**DIRECTION:**
Copy out only the items starting at the line containing "Habitat-census task: mark the earlobe" and ending at the line containing "point(1250, 325)", with "photo" changed to "image" and nothing else altered.

**DATA FOR THIS EXERCISE:**

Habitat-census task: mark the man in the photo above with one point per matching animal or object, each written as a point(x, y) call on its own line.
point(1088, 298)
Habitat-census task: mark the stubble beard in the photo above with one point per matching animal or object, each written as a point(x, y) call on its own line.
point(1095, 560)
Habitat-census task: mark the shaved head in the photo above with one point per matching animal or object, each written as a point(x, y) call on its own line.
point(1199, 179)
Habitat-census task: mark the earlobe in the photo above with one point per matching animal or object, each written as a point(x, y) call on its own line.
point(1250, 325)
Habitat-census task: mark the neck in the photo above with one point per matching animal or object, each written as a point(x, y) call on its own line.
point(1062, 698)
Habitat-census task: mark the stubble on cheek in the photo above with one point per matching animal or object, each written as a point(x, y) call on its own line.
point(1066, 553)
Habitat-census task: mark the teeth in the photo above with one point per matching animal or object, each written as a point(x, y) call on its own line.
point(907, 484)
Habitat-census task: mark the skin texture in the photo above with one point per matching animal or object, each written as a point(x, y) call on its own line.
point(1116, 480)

**FULL RESPONSE:**
Habitat-census task: mark the earlobe in the image above with one point per matching animal or object, each written as a point(x, y) call on its own line.
point(1250, 325)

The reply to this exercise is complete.